▶ [Given passage]:
[Start of Attachment]

# Seachem's Prime



## leogtr

a highly recommended water dechlorinator that removes ammonia detoxifies nitrites and nitrates and provides a slime coat(shime coat for the fish?)

It says to use 1 capful for every 50 gallons.

I find it really crazy that a little cap can do all that in a 50 gallon. 

I have a 20 gallon aquarium so should I add half of the cap? I mean is it really that concentrated?

I just want my fish to be safe from any toxic amount of chemicals.

thank you guys for your help


----------



## aunt kymmie

Yes, it's that concentrated, and at the same time, up to five times the normal amount can be used in an emergency, so even though it's concentrated the risk of overdosing is small. I don't consider Prime a "toxic" chemical.


----------



## iheartshishies

I love Prime! I use it with every water change even though I don't have chlorine in my water. 1 little drop per gallon and a quick stir is all I add for my weekly water changes. I use it for the slime coat benefit to my fishy friends. I highly recommend the stuff!


----------



## badxgillen

*yup*

prime is good stuff ..i use it in fresh and salt..it alows for much more wiggle room especially in the begining of a tanks life when there are ammonia and nitrate swings.and a little bottle can treat 500 gallons so its a win win scenario.


----------



## Lupin

Expiration is indefinite.


----------



## Steph211

Is it really 1 drop per gallon? I've been wondering how to do smaller doses of it (I have a 20g tank). I have an eye dropper, but wasn't exactly sure how much to use. I know it says that the first thread mark on the cap is enough to treat 10g, but the thread marks are slanted, so that seems pretty vague. I tried sucking up that amount in the eyedropper and it seemed more like 15 drops. Is 1 drop/gallon really enough? Seems like such an imperfect science. I don't want to waste it, but I don't want to harm the fish either (with too little, sounds like it would be hard to OD on it). Btw, my tank is still (still!) cycling and I have pretty high nitrites. I'm doing daily or every other day 50% water changes and using Prime, so it probably can't hurt to do a little extra.

[End of Attachment]

▶ [Problem]:
Carry the Seachem Prime forum thread forward from its last post. The lines after this note aren't needed.

▶ [Source material]:
[Start of Attachment]

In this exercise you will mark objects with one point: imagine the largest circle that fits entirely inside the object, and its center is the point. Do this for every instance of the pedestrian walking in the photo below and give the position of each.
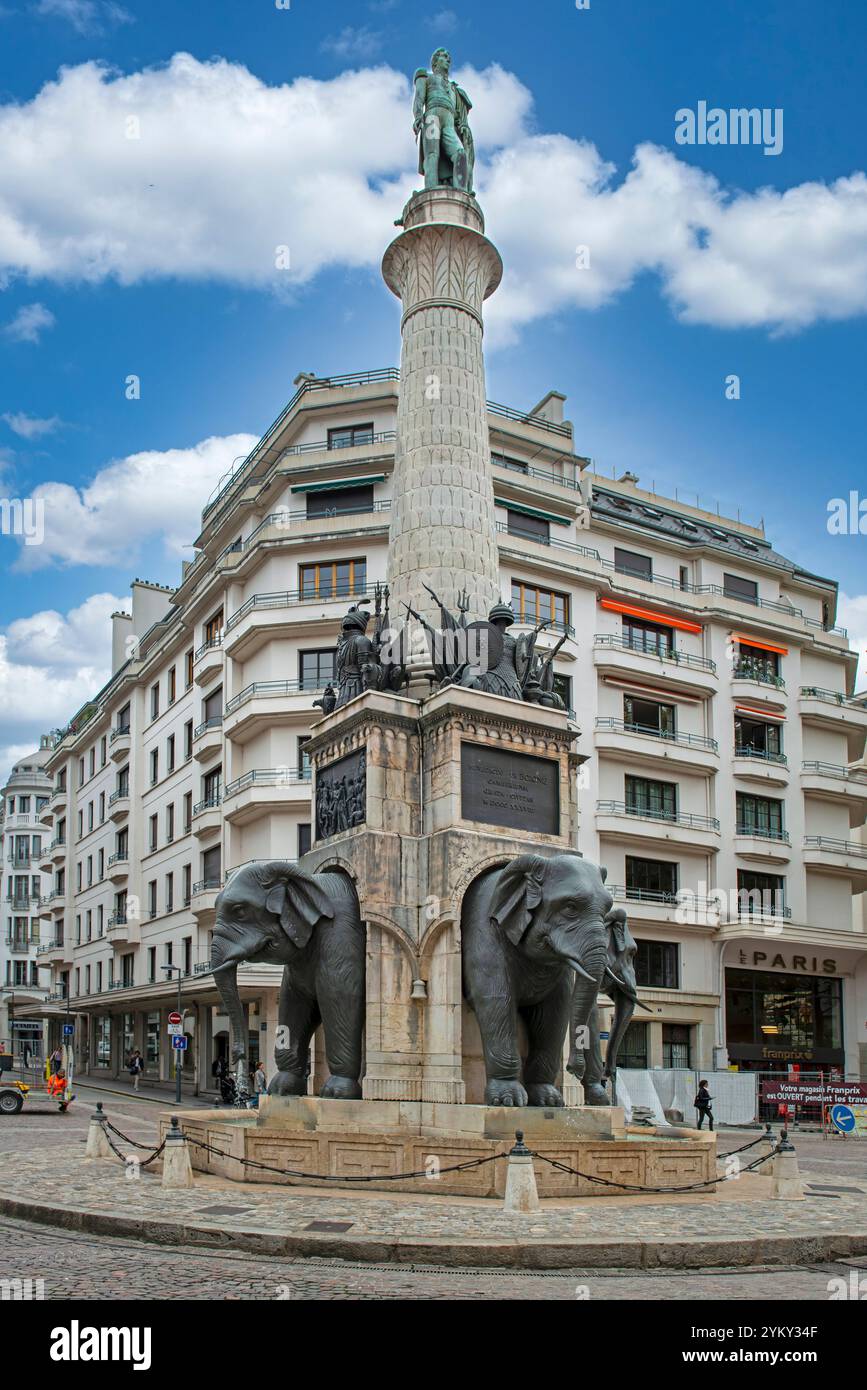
(135, 1066)
(702, 1104)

[End of Attachment]

▶ [Response to the task]:
Thanks!


----------



## iheartshishies

I think the actual dosing is 2 drops per gallon, but I just add 1 drop to my water because it comes straight from the tap with no chlorine so I don't have that worry. With a tank that is still cycling it's safe to use a little extra. And if you are wanting to make your tank a little safer for your fishy friends I would feed a little more sparingly than you have been, and make sure to keep your substrate super clean. I have sand in my tanks and I only use the hose from the vacuum to go over everything lightly and it works better than using the actual siphon vacuum if that makes sense. Also, some foods decompose a lot nastier than others putting off high levels of ammonia which will bog down your biological filter. I would make sure you are feeding high quality foods to your fish as well. I hope that helps. It's a pain to cycle a new tank, but when it's done (and done right) you'll be able to relax and enjoy your tank with a lot less maintenance.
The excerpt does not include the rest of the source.